**YOUR OBJECTIVE:**
Express as a numbered list, with blank lines omitted, the lines from the one containing "It would be really helpful if you could detect the mountain" through the one containing "[0,285,1200,367]", both included.

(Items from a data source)

☆ ☆ ☆ ☆ ☆

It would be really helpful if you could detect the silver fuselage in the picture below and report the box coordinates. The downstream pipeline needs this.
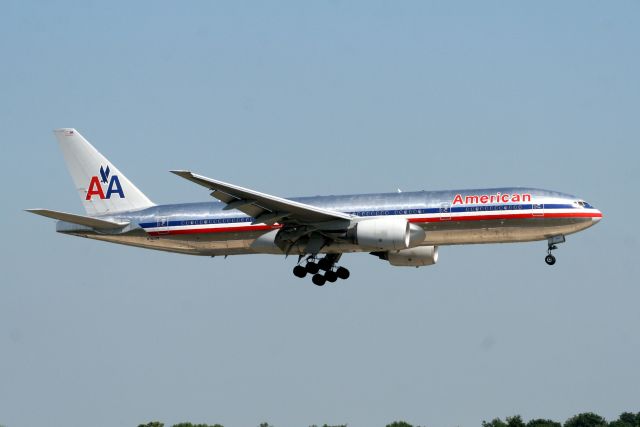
[57,188,602,256]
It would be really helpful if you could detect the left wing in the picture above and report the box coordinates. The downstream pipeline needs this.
[171,170,352,224]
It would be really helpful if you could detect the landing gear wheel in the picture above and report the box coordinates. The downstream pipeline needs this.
[305,262,320,274]
[336,267,350,280]
[324,270,338,283]
[311,274,327,286]
[293,265,307,279]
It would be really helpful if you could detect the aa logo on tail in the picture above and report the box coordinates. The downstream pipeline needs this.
[86,165,124,200]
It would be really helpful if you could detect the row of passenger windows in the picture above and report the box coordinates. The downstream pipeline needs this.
[466,205,524,212]
[171,205,536,225]
[180,218,252,225]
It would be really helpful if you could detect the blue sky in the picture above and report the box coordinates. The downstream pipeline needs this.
[0,1,640,427]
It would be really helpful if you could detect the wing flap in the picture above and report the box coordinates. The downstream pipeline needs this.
[25,209,129,230]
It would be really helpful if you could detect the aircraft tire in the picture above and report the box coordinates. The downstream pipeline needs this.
[305,262,320,274]
[318,258,331,271]
[324,270,338,283]
[293,265,307,279]
[336,267,351,280]
[311,274,327,286]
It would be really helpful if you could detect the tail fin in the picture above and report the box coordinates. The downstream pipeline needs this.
[53,128,154,215]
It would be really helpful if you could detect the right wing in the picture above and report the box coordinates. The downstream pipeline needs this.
[171,170,352,224]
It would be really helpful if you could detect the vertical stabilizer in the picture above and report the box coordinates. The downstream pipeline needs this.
[53,128,154,215]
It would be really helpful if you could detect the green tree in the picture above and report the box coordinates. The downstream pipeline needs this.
[564,412,608,427]
[527,418,562,427]
[173,423,223,427]
[609,412,640,427]
[482,418,507,427]
[506,415,526,427]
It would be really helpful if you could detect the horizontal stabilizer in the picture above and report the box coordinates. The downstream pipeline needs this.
[25,209,129,230]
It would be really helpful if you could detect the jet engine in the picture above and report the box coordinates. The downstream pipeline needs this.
[350,218,426,251]
[371,246,438,267]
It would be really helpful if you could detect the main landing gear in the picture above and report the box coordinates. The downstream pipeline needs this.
[544,235,565,265]
[293,254,350,286]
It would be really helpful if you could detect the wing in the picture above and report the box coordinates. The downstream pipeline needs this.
[171,170,351,224]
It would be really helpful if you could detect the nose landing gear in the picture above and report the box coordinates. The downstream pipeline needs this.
[544,235,565,265]
[293,254,350,286]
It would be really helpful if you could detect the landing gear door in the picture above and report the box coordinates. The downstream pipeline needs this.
[531,203,544,216]
[440,203,451,221]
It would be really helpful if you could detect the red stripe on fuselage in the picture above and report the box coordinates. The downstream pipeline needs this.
[148,212,602,236]
[409,212,602,222]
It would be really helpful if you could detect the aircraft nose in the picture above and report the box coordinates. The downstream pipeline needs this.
[591,209,602,224]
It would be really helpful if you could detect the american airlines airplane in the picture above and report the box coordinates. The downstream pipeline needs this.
[27,129,602,286]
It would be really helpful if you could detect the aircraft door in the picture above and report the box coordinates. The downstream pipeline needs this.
[157,216,169,234]
[531,203,544,216]
[440,202,451,221]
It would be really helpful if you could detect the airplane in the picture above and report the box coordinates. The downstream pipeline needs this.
[27,128,602,286]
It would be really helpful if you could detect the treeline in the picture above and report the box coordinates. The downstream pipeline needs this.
[138,412,640,427]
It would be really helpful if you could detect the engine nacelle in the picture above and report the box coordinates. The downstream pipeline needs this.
[354,218,426,250]
[374,246,438,267]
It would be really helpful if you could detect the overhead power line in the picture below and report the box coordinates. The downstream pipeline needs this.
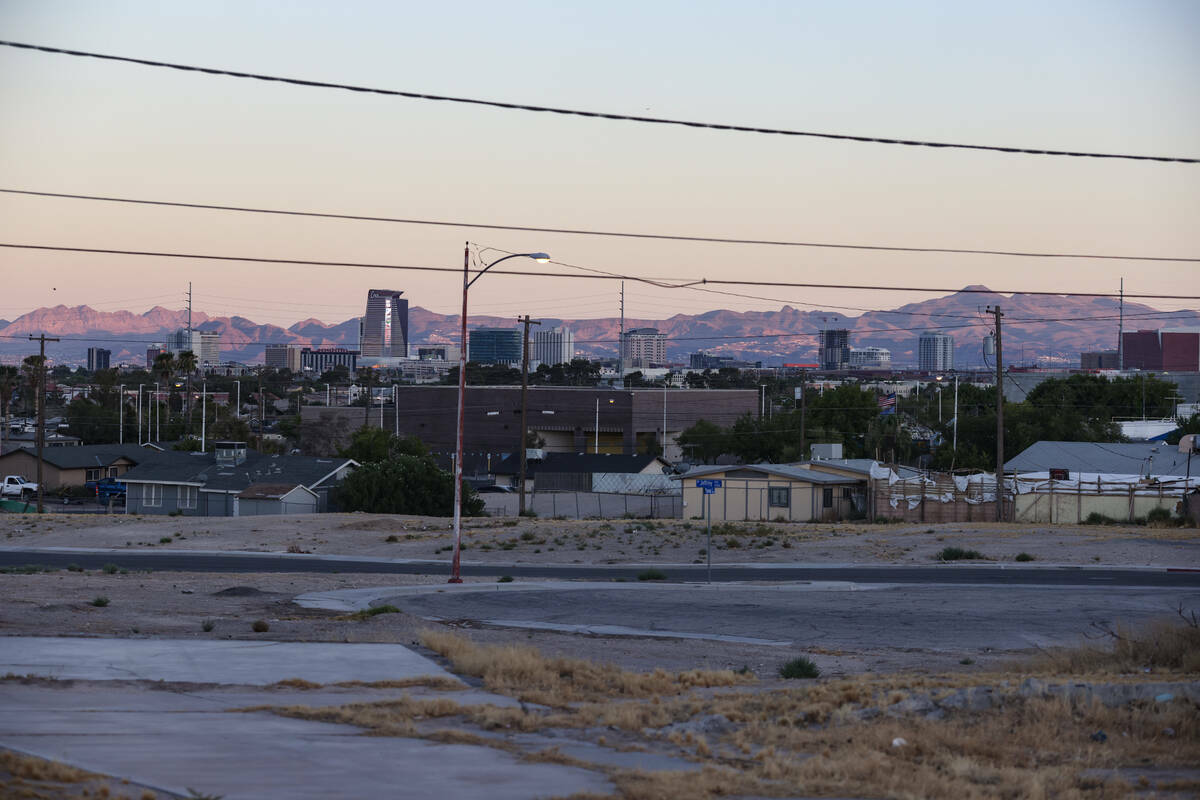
[0,40,1200,164]
[0,242,1200,300]
[0,188,1200,264]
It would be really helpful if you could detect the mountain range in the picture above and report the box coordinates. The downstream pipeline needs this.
[0,285,1200,367]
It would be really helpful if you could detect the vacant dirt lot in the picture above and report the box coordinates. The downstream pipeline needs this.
[0,513,1200,566]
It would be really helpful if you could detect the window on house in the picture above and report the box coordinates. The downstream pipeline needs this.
[179,486,198,509]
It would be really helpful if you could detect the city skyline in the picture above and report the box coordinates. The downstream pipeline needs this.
[0,1,1200,321]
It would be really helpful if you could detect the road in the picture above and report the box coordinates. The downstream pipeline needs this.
[0,548,1200,589]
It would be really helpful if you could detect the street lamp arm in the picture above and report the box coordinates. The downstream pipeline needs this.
[467,253,550,289]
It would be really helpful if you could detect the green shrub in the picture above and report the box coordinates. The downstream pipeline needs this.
[779,656,821,680]
[934,547,984,561]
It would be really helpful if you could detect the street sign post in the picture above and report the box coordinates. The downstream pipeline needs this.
[696,477,721,583]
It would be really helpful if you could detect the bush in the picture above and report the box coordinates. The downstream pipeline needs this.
[779,656,821,680]
[934,547,984,561]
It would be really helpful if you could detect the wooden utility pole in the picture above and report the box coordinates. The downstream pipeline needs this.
[988,305,1004,522]
[29,333,59,513]
[517,314,541,516]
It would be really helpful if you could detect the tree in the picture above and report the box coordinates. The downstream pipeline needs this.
[334,456,484,517]
[338,427,430,464]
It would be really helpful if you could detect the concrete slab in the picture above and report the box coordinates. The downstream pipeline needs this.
[0,711,612,800]
[0,637,457,686]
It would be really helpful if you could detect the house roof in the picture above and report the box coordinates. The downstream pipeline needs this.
[121,450,358,492]
[492,453,666,475]
[238,483,317,500]
[5,445,148,469]
[680,464,863,485]
[1004,441,1188,476]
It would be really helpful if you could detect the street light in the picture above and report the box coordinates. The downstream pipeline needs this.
[450,242,550,583]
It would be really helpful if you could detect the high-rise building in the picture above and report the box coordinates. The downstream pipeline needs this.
[620,327,667,368]
[263,344,304,372]
[850,347,892,369]
[167,327,221,367]
[917,331,954,372]
[467,327,524,365]
[359,289,408,359]
[817,327,850,369]
[300,348,359,373]
[529,327,575,367]
[88,348,113,372]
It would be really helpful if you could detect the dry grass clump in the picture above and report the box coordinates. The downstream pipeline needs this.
[421,631,754,706]
[1021,609,1200,675]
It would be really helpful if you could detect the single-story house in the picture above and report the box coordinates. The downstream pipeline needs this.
[678,464,868,522]
[121,441,359,517]
[491,450,678,494]
[0,445,151,492]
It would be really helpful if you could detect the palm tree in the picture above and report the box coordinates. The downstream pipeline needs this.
[175,350,196,433]
[0,366,20,453]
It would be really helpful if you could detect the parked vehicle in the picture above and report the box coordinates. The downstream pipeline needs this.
[0,475,37,498]
[83,477,125,503]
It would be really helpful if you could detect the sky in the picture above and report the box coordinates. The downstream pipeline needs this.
[0,0,1200,325]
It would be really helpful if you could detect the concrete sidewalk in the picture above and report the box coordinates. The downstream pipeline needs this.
[0,637,612,800]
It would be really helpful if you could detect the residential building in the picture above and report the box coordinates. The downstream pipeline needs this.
[121,441,358,517]
[88,348,113,372]
[620,327,667,369]
[1079,350,1121,369]
[359,289,408,359]
[817,327,850,369]
[467,327,523,365]
[917,331,954,372]
[300,348,360,373]
[529,326,575,367]
[164,327,221,367]
[850,347,892,369]
[263,344,304,372]
[1121,327,1200,372]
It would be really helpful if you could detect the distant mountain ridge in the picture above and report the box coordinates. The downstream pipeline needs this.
[0,285,1200,366]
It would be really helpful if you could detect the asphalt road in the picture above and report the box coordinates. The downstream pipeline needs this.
[0,548,1200,588]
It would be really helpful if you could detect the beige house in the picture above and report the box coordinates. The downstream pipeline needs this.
[679,464,868,522]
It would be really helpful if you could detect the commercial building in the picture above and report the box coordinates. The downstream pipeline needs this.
[467,327,524,365]
[620,327,667,368]
[359,289,408,359]
[300,348,360,373]
[1079,350,1121,369]
[917,331,954,372]
[529,327,575,367]
[1121,327,1200,372]
[88,348,113,372]
[817,327,850,369]
[167,327,221,367]
[263,344,304,372]
[850,347,892,369]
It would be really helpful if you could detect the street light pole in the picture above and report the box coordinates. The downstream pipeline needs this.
[450,242,550,583]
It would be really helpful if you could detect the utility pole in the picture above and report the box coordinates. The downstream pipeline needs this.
[29,333,59,513]
[517,314,541,516]
[988,305,1004,522]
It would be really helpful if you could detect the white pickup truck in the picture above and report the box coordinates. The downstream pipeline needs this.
[0,475,37,498]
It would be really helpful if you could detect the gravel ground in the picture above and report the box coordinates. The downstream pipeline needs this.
[0,513,1200,567]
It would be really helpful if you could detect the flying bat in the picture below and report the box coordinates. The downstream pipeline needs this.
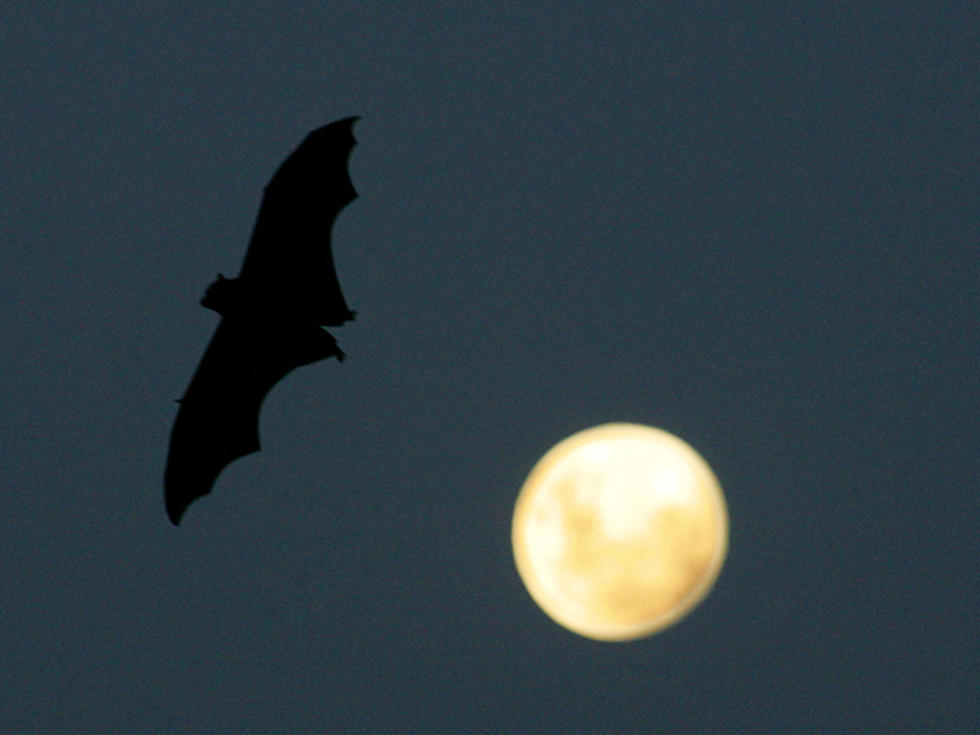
[164,117,358,525]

☆ ☆ ☆ ☆ ☆

**REPLY:**
1. It would be really helpful if you could detect the mountain range in the picture above and report the box coordinates. The downstream pipeline needs this.
2. [0,285,1200,367]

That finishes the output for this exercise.